SET PROBLEM:
Gather every line of the data below that contains the string "pane", and copy each one. Matching is case-sensitive.

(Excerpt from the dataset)
——————

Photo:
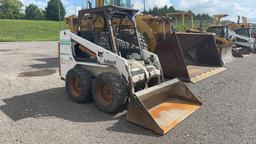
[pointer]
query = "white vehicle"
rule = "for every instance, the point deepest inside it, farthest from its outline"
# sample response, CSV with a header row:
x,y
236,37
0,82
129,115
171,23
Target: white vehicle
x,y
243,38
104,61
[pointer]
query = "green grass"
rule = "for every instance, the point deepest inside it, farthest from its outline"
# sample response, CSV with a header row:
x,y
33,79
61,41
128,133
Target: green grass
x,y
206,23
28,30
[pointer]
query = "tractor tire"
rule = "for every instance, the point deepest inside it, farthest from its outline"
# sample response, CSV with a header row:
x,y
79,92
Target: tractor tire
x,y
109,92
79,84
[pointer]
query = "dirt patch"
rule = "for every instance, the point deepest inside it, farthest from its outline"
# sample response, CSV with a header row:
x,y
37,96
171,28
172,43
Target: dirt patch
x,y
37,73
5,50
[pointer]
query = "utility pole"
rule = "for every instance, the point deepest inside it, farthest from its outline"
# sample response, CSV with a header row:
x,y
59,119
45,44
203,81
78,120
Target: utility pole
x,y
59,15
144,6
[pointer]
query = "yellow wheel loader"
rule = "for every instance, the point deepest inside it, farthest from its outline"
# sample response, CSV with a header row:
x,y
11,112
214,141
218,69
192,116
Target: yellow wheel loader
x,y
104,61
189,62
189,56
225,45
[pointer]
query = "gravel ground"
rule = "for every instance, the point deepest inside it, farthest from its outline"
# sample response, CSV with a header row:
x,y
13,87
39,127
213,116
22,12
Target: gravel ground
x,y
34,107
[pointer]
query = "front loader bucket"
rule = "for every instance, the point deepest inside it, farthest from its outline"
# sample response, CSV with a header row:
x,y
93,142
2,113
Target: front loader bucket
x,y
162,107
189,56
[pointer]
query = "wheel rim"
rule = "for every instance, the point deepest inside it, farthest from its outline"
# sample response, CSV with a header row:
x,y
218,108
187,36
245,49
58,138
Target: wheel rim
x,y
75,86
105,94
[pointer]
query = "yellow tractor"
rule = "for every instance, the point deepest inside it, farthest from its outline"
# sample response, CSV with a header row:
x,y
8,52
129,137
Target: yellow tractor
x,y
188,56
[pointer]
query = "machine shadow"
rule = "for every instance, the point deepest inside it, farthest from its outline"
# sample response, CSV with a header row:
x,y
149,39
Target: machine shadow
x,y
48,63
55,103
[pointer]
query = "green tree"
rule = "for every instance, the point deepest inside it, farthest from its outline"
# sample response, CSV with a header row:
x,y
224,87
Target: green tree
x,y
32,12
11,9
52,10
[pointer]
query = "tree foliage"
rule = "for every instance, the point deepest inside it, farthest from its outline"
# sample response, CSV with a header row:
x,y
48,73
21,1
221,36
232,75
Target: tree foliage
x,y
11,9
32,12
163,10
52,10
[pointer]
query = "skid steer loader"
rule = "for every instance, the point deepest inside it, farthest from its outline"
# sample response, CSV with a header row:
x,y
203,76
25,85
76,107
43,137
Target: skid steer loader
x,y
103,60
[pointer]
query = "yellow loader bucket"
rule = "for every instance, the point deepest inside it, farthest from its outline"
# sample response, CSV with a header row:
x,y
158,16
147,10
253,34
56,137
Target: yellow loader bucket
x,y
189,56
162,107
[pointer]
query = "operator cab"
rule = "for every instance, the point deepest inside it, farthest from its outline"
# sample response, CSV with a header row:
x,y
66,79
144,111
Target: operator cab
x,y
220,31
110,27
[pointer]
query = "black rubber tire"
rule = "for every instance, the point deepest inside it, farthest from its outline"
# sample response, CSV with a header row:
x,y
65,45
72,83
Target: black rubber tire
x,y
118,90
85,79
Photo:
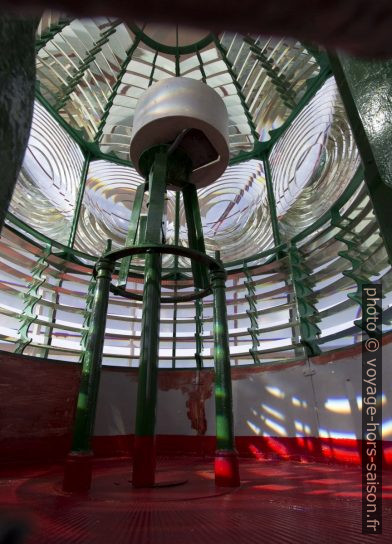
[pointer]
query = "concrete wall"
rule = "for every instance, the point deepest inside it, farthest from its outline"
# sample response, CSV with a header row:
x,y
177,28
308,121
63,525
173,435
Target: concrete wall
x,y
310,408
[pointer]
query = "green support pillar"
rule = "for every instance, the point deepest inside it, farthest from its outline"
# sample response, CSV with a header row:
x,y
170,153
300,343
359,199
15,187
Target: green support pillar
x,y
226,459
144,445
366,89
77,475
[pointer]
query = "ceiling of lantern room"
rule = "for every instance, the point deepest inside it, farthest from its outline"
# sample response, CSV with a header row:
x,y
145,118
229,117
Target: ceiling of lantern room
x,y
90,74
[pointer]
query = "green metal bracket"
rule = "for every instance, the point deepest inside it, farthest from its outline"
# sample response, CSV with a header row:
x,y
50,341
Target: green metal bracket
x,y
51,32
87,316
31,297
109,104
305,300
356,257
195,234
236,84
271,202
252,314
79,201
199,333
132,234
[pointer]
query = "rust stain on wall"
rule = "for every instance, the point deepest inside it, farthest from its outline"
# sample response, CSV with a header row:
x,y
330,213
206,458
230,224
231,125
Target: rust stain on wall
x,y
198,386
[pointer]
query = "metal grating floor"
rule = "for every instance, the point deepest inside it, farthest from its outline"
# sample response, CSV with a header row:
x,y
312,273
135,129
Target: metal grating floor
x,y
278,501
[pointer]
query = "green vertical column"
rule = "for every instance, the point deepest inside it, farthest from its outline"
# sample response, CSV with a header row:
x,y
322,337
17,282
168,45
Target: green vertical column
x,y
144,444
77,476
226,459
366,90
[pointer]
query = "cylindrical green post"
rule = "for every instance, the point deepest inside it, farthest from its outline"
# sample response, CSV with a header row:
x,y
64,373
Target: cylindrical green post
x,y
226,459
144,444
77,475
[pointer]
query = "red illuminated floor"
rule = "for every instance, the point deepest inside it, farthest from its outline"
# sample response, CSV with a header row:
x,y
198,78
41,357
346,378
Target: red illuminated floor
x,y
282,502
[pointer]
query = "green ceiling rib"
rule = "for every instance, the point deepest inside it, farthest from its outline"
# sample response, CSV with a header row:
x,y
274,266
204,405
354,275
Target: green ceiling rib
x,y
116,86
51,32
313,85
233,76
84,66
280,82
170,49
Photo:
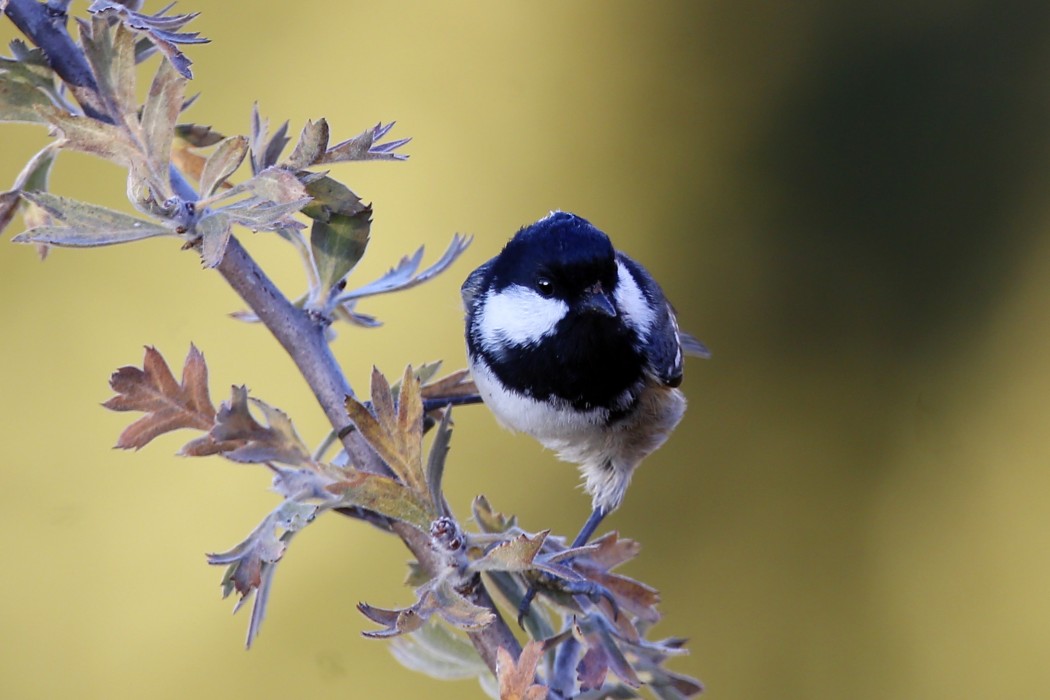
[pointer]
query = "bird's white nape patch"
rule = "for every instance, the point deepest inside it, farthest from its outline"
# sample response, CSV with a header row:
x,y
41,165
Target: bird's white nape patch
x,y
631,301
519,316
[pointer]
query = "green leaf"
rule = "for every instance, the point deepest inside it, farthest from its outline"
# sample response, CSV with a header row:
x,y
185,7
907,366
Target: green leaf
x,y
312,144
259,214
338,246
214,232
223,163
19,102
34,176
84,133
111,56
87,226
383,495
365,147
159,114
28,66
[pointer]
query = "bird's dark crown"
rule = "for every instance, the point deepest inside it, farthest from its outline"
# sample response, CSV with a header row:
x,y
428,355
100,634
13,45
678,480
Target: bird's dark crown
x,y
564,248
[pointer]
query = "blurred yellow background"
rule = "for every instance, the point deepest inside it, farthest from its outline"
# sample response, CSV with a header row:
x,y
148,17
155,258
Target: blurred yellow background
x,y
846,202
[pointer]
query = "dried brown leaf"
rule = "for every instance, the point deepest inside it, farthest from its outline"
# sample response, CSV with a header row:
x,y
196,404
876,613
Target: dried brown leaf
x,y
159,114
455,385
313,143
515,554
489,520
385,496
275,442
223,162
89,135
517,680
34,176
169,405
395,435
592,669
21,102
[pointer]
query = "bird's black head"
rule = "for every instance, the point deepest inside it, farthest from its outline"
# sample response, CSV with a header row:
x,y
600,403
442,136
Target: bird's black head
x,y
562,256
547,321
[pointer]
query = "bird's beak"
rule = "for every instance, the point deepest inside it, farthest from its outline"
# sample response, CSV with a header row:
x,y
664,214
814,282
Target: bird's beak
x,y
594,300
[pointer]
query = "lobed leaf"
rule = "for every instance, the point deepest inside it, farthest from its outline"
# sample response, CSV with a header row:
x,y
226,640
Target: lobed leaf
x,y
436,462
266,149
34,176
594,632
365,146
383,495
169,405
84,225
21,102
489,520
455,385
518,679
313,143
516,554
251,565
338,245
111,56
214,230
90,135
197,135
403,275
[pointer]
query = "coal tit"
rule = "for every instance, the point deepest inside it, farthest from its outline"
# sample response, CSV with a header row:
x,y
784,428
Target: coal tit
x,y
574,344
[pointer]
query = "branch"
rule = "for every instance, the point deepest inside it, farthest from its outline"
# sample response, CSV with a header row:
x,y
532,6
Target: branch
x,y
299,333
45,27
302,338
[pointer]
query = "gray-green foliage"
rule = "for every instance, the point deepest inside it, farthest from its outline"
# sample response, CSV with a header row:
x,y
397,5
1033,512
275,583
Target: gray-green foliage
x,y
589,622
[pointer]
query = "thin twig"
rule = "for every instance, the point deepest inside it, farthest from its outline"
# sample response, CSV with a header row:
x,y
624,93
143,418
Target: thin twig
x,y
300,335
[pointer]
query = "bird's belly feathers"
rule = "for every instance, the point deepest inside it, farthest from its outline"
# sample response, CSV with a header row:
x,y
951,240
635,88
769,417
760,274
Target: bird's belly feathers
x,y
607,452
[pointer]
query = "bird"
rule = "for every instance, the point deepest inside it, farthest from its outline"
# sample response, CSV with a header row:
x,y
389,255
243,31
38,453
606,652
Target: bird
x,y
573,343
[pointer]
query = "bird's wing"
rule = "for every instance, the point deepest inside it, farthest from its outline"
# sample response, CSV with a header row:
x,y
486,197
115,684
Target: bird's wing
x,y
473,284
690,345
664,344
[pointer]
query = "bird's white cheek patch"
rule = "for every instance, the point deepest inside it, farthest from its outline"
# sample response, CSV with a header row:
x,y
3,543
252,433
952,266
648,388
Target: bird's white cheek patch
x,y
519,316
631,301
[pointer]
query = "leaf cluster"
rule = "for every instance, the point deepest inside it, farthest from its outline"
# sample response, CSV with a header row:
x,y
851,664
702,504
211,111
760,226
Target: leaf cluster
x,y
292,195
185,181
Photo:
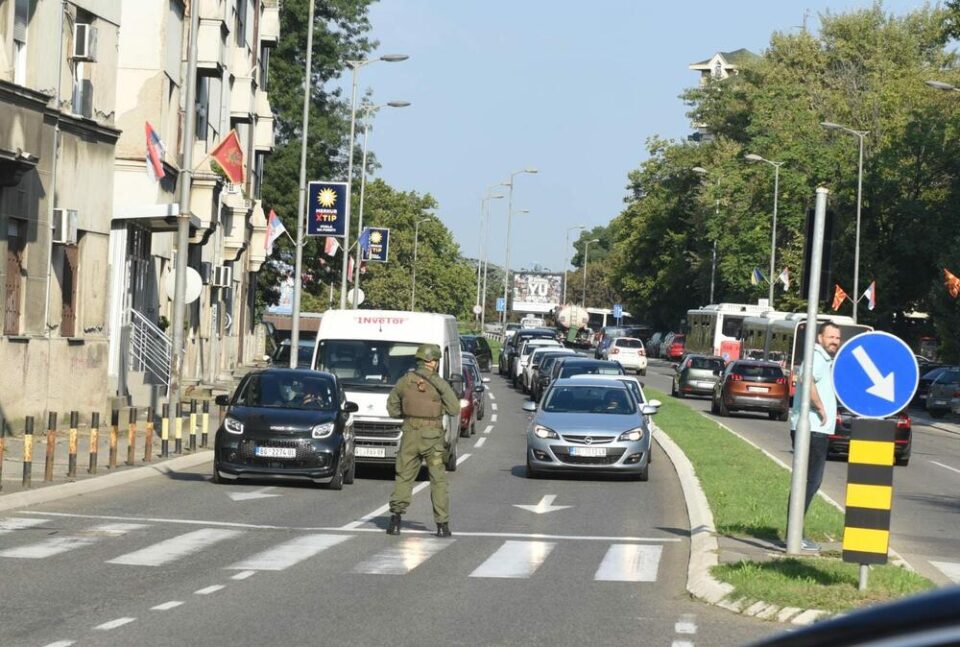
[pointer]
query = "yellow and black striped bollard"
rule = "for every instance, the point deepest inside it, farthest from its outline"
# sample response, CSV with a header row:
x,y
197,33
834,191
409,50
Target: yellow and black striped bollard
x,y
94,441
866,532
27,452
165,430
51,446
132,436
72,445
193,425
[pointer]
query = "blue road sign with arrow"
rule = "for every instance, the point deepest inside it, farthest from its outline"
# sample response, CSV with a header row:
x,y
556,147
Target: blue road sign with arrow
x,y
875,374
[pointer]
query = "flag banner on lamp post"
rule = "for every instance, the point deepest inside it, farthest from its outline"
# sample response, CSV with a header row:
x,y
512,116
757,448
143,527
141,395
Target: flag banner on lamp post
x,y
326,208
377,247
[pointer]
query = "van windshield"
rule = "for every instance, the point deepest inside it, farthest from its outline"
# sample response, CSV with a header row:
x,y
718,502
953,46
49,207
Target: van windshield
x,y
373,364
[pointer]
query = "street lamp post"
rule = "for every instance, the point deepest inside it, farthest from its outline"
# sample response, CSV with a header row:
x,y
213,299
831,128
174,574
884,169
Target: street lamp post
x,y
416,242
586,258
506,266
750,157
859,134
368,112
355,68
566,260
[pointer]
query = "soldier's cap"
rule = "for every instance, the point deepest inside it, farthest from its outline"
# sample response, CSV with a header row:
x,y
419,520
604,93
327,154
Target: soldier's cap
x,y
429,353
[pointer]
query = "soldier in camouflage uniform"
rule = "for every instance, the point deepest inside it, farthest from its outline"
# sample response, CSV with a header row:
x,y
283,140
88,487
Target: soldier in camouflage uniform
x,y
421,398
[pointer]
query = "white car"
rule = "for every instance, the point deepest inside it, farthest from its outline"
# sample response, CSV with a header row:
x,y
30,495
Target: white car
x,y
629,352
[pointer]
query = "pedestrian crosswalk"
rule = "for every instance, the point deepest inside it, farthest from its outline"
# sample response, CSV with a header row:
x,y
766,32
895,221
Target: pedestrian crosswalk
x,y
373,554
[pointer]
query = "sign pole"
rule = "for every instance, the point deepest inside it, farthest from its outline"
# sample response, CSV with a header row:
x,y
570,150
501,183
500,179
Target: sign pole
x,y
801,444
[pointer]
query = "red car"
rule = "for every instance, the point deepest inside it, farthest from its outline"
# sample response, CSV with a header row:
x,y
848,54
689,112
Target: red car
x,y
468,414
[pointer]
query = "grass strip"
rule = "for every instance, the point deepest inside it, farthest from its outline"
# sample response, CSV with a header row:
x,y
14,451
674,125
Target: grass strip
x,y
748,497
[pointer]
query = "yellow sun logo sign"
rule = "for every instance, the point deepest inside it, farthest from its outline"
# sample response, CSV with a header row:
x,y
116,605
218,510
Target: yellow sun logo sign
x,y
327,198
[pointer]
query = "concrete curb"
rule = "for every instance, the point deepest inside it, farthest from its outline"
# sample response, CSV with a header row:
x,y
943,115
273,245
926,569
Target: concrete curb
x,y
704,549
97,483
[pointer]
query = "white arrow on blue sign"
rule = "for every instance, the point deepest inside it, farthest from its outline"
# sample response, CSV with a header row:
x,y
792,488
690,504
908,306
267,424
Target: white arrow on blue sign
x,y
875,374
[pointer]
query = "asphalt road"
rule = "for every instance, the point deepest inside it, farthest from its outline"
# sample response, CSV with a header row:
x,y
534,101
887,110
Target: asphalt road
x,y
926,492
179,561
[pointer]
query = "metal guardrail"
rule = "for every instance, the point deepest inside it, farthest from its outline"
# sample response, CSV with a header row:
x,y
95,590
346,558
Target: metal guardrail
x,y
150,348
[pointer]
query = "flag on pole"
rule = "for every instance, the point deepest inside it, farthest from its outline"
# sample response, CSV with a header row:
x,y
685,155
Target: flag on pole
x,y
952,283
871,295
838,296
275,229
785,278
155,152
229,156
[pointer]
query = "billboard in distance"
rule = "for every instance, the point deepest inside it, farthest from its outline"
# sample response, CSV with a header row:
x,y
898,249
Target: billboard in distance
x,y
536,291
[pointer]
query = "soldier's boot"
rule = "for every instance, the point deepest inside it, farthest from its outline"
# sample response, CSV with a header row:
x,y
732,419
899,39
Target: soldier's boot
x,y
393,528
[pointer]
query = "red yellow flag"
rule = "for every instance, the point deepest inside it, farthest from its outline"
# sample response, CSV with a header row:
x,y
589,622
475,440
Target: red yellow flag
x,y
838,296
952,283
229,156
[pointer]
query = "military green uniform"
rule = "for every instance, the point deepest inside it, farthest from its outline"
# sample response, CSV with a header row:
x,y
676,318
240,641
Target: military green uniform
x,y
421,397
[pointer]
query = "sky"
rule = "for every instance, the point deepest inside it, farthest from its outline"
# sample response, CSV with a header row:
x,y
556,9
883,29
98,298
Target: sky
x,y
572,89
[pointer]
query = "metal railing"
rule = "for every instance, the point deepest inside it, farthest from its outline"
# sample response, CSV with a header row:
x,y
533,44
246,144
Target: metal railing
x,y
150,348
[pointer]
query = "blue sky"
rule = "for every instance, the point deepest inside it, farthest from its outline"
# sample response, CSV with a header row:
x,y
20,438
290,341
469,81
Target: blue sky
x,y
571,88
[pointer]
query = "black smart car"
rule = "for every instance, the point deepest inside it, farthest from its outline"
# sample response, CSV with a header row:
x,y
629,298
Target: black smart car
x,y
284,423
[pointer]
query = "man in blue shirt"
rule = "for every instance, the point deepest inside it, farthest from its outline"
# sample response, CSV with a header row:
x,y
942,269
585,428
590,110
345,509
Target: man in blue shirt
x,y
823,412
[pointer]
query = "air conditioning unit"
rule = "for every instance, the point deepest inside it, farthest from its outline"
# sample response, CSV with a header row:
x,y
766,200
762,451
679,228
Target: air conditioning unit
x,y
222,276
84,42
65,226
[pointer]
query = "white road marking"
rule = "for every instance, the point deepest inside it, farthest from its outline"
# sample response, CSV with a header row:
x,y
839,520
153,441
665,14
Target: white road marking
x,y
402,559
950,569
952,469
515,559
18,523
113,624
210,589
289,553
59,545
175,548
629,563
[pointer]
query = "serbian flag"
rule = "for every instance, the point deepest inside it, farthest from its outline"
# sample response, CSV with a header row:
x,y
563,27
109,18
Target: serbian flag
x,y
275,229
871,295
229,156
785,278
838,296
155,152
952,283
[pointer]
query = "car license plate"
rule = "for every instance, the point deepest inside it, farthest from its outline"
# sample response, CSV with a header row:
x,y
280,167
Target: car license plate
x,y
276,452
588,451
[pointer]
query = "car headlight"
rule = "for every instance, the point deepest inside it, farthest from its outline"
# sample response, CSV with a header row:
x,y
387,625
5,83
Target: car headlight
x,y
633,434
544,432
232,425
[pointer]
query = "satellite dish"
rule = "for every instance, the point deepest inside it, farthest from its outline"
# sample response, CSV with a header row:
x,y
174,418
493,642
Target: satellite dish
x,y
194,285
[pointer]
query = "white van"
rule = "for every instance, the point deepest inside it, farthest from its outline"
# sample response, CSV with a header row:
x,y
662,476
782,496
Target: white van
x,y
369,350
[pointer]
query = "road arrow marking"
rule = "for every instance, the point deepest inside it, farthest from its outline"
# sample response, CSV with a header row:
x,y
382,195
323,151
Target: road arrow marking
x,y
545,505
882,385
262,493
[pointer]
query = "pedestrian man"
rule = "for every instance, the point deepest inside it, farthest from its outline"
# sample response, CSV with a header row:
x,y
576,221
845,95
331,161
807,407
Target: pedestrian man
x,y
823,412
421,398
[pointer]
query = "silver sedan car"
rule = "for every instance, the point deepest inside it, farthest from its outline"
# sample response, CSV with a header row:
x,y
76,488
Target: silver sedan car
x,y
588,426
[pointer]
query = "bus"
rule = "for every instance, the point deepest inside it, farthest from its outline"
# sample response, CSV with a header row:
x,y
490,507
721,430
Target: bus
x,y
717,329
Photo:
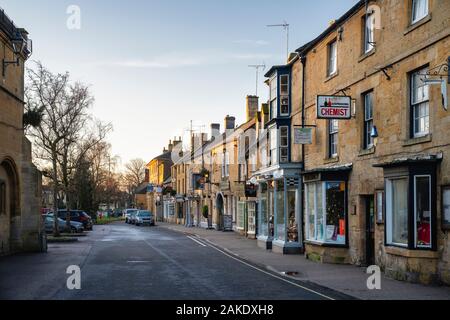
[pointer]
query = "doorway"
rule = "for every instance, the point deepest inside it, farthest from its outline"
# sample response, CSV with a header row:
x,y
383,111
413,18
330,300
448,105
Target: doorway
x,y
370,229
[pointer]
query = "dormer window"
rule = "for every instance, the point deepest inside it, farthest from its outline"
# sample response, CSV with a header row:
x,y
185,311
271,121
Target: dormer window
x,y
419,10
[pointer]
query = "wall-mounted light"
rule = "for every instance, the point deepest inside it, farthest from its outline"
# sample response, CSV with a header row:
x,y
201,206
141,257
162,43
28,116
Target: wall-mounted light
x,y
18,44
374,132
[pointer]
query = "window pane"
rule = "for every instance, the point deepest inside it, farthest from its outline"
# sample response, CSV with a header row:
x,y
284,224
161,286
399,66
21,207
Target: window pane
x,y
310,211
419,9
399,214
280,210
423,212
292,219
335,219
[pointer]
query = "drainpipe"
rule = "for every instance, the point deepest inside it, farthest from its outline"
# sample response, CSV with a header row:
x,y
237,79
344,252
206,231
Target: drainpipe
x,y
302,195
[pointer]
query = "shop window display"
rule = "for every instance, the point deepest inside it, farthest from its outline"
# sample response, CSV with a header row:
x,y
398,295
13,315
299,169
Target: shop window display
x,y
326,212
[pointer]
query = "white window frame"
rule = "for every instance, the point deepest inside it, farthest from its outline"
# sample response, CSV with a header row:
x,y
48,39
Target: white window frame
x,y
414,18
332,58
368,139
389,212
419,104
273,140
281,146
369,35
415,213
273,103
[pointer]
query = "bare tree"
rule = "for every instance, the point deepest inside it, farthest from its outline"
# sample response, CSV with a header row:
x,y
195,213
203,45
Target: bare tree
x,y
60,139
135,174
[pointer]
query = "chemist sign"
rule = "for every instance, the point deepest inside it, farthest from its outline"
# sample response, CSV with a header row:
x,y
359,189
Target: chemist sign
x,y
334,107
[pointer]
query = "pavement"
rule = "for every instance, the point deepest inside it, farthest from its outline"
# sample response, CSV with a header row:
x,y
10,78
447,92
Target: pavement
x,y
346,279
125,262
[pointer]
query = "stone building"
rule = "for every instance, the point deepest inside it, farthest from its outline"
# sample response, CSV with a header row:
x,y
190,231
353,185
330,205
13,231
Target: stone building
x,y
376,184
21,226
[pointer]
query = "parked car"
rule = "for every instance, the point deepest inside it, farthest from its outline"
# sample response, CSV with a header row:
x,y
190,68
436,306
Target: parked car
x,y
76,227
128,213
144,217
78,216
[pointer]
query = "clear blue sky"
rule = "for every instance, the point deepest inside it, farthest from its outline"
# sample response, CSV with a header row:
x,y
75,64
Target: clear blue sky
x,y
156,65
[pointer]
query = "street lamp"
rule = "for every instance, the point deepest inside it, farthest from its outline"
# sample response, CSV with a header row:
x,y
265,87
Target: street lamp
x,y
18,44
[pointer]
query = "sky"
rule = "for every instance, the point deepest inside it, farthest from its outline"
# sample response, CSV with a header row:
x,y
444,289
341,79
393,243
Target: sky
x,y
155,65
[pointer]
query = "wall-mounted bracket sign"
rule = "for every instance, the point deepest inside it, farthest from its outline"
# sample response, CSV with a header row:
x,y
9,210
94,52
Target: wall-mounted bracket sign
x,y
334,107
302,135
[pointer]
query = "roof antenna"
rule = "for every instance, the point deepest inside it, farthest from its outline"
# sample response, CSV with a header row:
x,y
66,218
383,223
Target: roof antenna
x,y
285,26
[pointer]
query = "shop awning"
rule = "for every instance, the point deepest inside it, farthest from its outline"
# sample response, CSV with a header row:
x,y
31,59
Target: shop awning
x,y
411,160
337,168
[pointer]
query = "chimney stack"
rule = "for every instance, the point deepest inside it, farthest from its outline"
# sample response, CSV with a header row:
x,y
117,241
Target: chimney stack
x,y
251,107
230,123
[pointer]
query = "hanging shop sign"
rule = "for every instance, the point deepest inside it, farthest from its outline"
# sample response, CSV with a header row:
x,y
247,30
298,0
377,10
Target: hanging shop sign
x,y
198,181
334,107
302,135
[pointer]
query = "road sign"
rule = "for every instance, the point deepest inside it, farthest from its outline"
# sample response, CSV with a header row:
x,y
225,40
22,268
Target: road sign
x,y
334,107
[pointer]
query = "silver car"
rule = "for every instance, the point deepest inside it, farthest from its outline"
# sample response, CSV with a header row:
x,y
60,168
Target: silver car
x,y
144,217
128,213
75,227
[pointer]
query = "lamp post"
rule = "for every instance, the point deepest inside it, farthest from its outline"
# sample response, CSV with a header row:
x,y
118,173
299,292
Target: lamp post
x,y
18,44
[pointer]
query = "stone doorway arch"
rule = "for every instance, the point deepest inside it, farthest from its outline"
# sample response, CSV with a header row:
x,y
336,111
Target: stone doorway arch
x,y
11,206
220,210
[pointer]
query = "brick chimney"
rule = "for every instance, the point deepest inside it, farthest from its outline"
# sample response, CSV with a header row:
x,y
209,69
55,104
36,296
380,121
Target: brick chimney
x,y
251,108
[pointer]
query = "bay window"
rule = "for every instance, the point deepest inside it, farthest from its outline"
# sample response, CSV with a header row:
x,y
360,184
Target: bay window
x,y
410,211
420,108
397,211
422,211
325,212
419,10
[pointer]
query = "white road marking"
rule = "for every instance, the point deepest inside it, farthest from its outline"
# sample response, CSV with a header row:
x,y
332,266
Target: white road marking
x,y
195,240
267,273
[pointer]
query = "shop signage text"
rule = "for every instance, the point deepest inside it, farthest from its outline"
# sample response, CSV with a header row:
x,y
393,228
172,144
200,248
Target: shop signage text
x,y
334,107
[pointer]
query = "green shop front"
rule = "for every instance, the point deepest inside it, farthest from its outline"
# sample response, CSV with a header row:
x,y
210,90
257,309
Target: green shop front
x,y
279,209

——————

CORRECT ANSWER:
query = "window pane"
Target: window pane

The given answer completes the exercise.